* Required task A *
From the AfrikaBurn piece, reproduce the passage starting with "It is real in" and going on through "a collective imagination.".
* Required task B *
Translate this sentence from the AfrikaBurn piece into Spanish: "It is real in its unrealness."
* Required task C *
In the AfrikaBurn piece, what date marked the departure from the homes the writer and companions knew?

* Reading text *
Words by Gernus Oosthuizen on June 1, 2019
Rising like a dusty mirage out of the Karoo heat, there’s a city that many call home. It’s a manifestation of our collective imagination and the culmination of our collective efforts. It comes and goes, and ebbs and flows. It’s transient, temporary and transitory. It’s neither here, nor there.
It is real in its unrealness.
“Out of nothing, we created everything.”
~ Larry Harvey
The 1st of May marked a departure from the homes we knew – homes that were but shelters from the mundane routine, scheduled frustrations, and the carefully woven expectations of an everyday existence. Those patterns of living that were dictated by a norm-bound society. The heralds to this journey were two passionate souls who carried the memories of our country’s very own Neverland – AfrikaBurn. And with a cosmic sky still very much unfurled to reveal the early morning hour, we were about to embark on our very own flight past the second star to the right…
There was a city that had risen, founded not by one, but by many. Created not by one, but by all. And we were about to make our own impression upon this oasis that had shifted into exisence out of of the ether of a collective imagination.

* Raw records *

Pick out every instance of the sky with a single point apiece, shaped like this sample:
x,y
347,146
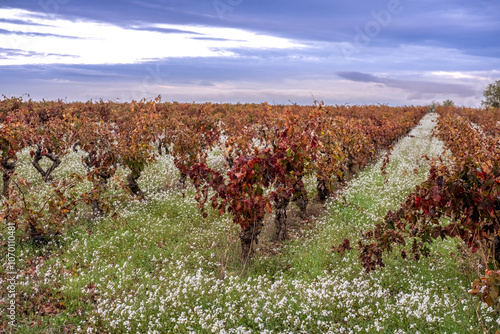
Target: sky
x,y
395,52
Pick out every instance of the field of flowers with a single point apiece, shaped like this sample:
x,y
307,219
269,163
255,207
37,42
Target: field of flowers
x,y
163,268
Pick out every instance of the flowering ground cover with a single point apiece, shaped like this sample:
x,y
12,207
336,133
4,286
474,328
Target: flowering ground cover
x,y
161,267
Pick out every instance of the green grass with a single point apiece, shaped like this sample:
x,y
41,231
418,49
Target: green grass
x,y
167,269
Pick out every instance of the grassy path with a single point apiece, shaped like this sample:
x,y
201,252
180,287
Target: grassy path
x,y
180,273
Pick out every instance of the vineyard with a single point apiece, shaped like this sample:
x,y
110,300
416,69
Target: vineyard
x,y
239,218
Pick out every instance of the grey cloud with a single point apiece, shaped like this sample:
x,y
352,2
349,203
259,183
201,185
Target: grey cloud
x,y
416,89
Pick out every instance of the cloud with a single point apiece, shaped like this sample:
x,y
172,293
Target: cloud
x,y
102,43
415,89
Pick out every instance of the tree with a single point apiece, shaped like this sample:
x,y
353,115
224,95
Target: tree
x,y
492,95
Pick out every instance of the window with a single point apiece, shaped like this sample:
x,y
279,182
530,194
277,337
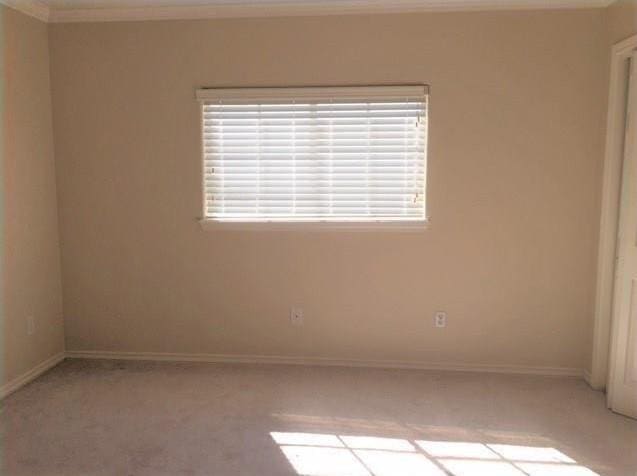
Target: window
x,y
337,155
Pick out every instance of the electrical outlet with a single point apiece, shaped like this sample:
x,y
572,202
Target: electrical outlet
x,y
296,316
440,319
30,325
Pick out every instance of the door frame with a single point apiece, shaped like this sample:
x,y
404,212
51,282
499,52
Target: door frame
x,y
611,188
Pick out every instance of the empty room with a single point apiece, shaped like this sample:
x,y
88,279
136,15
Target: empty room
x,y
318,237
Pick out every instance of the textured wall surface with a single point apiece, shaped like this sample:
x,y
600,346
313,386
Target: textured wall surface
x,y
31,285
516,146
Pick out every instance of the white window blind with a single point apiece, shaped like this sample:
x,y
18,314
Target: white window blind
x,y
352,154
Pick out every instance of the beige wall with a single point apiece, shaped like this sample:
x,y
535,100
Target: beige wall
x,y
622,20
30,246
517,113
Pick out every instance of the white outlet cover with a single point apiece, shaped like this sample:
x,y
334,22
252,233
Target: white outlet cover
x,y
30,325
440,319
296,316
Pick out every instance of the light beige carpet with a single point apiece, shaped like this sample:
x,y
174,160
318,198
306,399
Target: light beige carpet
x,y
141,418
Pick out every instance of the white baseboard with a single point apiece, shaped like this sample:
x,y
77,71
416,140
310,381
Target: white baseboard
x,y
322,361
30,375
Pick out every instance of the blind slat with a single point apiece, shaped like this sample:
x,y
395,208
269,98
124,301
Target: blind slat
x,y
302,159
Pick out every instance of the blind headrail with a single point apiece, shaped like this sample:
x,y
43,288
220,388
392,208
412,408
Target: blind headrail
x,y
313,93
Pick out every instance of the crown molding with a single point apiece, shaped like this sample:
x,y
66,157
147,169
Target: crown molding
x,y
306,8
33,8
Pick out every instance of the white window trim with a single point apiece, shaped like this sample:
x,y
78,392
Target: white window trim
x,y
348,92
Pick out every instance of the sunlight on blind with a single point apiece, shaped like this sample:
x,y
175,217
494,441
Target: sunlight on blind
x,y
331,158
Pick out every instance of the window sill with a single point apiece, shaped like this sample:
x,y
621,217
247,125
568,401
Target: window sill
x,y
321,226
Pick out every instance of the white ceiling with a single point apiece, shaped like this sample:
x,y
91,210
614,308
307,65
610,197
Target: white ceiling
x,y
123,10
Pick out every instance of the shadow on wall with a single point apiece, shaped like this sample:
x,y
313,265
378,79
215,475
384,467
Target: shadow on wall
x,y
3,131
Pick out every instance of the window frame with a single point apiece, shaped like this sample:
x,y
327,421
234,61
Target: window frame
x,y
328,92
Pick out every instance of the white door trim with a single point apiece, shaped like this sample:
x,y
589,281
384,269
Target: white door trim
x,y
613,158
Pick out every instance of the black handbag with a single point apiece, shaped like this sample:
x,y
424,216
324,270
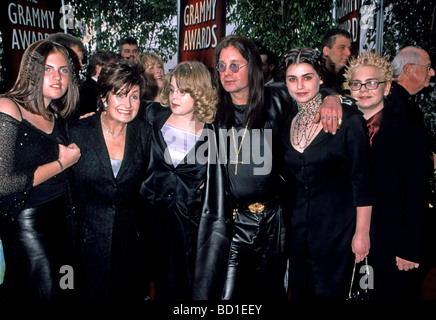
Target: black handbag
x,y
356,291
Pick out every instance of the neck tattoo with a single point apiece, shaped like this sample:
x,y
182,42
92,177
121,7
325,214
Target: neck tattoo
x,y
304,129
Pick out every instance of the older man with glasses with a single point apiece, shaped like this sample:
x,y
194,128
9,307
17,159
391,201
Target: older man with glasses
x,y
412,72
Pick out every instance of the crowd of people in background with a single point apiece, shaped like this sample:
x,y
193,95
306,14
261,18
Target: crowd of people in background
x,y
264,179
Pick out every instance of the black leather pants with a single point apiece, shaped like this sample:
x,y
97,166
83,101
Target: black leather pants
x,y
37,244
257,258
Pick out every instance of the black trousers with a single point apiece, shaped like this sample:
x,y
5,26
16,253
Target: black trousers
x,y
36,245
257,264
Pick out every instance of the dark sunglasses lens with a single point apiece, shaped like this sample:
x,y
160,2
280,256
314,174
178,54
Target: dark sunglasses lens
x,y
234,68
221,67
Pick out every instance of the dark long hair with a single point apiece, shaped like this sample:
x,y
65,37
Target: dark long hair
x,y
28,88
255,109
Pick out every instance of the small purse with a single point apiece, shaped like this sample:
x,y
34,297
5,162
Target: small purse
x,y
357,292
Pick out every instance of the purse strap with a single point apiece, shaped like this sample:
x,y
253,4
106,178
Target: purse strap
x,y
352,276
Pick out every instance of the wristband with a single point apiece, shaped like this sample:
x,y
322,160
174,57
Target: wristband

* Final answer A *
It is real in its unrealness.
“Out of nothing, we created everything.”
~ Larry Harvey
The 1st of May marked a departure from the homes we knew – homes that were but shelters from the mundane routine, scheduled frustrations, and the carefully woven expectations of an everyday existence. Those patterns of living that were dictated by a norm-bound society. The heralds to this journey were two passionate souls who carried the memories of our country’s very own Neverland – AfrikaBurn. And with a cosmic sky still very much unfurled to reveal the early morning hour, we were about to embark on our very own flight past the second star to the right…
There was a city that had risen, founded not by one, but by many. Created not by one, but by all. And we were about to make our own impression upon this oasis that had shifted into exisence out of of the ether of a collective imagination.

* Final answer B *
Es real en su irrealidad.

* Final answer C *
The 1st of May.